TASK TO COMPLETE: Without including any images, repeat the data exactly.

Pointing and labeling entries:
--- start ---

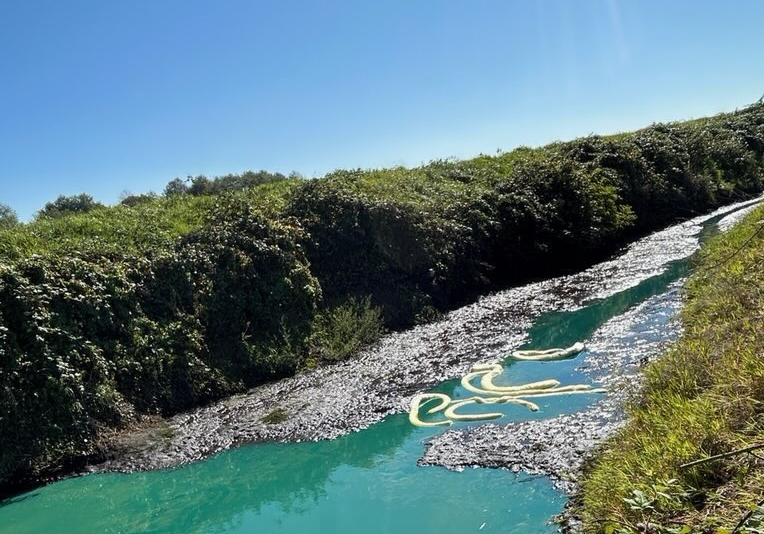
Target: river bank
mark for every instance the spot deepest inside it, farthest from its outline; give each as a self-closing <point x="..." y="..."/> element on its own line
<point x="335" y="400"/>
<point x="702" y="398"/>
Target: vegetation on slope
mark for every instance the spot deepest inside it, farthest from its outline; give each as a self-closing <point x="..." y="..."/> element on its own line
<point x="704" y="397"/>
<point x="163" y="303"/>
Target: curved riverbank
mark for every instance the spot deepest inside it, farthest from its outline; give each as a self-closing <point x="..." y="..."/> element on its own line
<point x="702" y="398"/>
<point x="158" y="306"/>
<point x="332" y="401"/>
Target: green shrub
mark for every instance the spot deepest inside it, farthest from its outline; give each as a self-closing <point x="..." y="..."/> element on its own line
<point x="341" y="331"/>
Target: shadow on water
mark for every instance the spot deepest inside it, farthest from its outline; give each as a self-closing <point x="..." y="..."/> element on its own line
<point x="366" y="481"/>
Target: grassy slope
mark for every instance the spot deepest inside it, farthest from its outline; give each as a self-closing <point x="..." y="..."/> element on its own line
<point x="703" y="397"/>
<point x="125" y="311"/>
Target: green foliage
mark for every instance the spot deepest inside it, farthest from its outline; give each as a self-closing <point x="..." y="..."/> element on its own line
<point x="64" y="205"/>
<point x="201" y="185"/>
<point x="166" y="302"/>
<point x="8" y="216"/>
<point x="702" y="398"/>
<point x="341" y="331"/>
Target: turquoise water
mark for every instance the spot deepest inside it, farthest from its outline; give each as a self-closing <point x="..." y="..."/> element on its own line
<point x="367" y="481"/>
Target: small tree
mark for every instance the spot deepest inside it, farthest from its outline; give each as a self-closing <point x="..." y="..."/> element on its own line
<point x="65" y="205"/>
<point x="176" y="187"/>
<point x="8" y="216"/>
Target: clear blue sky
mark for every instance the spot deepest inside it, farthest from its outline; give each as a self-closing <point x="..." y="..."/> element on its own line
<point x="103" y="96"/>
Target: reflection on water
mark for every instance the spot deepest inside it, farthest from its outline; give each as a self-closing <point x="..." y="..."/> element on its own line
<point x="364" y="482"/>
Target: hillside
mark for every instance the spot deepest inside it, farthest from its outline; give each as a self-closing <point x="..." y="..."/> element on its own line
<point x="160" y="305"/>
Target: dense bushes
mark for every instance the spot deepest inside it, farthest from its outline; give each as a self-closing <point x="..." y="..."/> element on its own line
<point x="201" y="185"/>
<point x="87" y="340"/>
<point x="64" y="205"/>
<point x="165" y="302"/>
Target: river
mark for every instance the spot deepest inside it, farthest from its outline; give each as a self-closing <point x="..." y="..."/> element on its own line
<point x="374" y="480"/>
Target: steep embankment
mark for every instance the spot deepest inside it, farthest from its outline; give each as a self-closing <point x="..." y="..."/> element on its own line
<point x="702" y="398"/>
<point x="162" y="304"/>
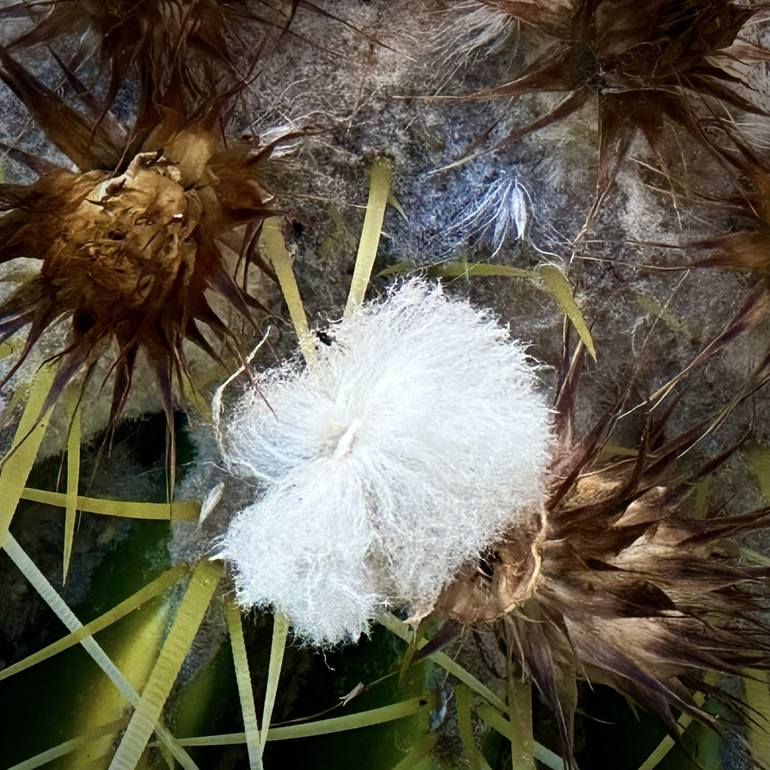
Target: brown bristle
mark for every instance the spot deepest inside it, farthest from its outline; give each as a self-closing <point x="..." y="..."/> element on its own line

--- end ---

SOLUTION TO THIS PROBLEM:
Target: river bank
mark for every instance the spot deepest inside it, farthest from its outline; give each as a self-closing <point x="..." y="..."/> element on its own line
<point x="335" y="400"/>
<point x="702" y="398"/>
Target: vegetation on slope
mark for every instance the spot deepest inside it, farthest from its outline; give each as a self-closing <point x="..." y="..."/> element on its own line
<point x="704" y="397"/>
<point x="163" y="303"/>
Target: curved riverbank
mark for every instance the spot deepest inside it, farthest from its outline; give each as a self-closing <point x="..." y="..."/> element on its own line
<point x="702" y="398"/>
<point x="158" y="306"/>
<point x="332" y="401"/>
Target: green shrub
mark for every instance the spot deepest inside it, farthest from its outline; give each as a self-closing <point x="..." y="..."/> element on its own line
<point x="341" y="331"/>
Target: shadow on water
mark for every instance the spot deepest inside it, farthest from its outline; give each as a self-closing <point x="..." y="..."/> element on its own line
<point x="366" y="481"/>
Target: grassy slope
mark for every instance the spot deepest inside it, farthest from its outline; give each as a self-closing <point x="..." y="..."/> element on its own line
<point x="703" y="397"/>
<point x="125" y="311"/>
Target: green foliage
mark for every instance the spot deepest inside it, farthest from its outline; give each as a self-closing <point x="..." y="..."/> element on its own line
<point x="64" y="205"/>
<point x="201" y="185"/>
<point x="166" y="302"/>
<point x="8" y="216"/>
<point x="702" y="398"/>
<point x="341" y="331"/>
Target: turquoise water
mark for every instance the spot deepest inside it, farthest from its outline; give each as a self-closing <point x="..." y="..."/> element on its own line
<point x="367" y="481"/>
Target: small tree
mark for every instance the spot deepest inside it, farthest from its outline; give each as a self-closing <point x="..." y="..."/> element on its own line
<point x="65" y="205"/>
<point x="176" y="187"/>
<point x="8" y="216"/>
Target: clear blue sky
mark for every instance the spot deepest inside it, farthest from its outline; give each as a self-closing <point x="..." y="..."/> element on its own line
<point x="103" y="96"/>
Target: reflection on water
mark for every instance the spot deepest inside it, farthest from its outline; give each as a self-closing <point x="..." y="..."/> element on its own line
<point x="364" y="482"/>
Target: hillside
mark for every instance the spot deepest inside it, farthest from its outline; give each as a self-closing <point x="..." y="..."/> element on its own line
<point x="160" y="305"/>
Target: dense bushes
mark for every instance the spot deepest inside it, farthest from its outline; give each as a self-closing <point x="..." y="..."/> element on its own line
<point x="201" y="185"/>
<point x="87" y="340"/>
<point x="64" y="205"/>
<point x="165" y="302"/>
Target: river
mark for every instance the spot deepest inside it, farthest from its outline; give each as a self-closing <point x="..." y="..."/> element on its own line
<point x="374" y="480"/>
Target: steep embankment
mark for every instance the spot deepest inside it, farthest from its outline; give each as a self-closing <point x="..." y="..."/> element on its own line
<point x="702" y="398"/>
<point x="162" y="304"/>
Target: brown bristle
mark for every instance the spot deepest inside it, farthest from its outline; give each as a self-closing <point x="..." y="..."/> element on its own line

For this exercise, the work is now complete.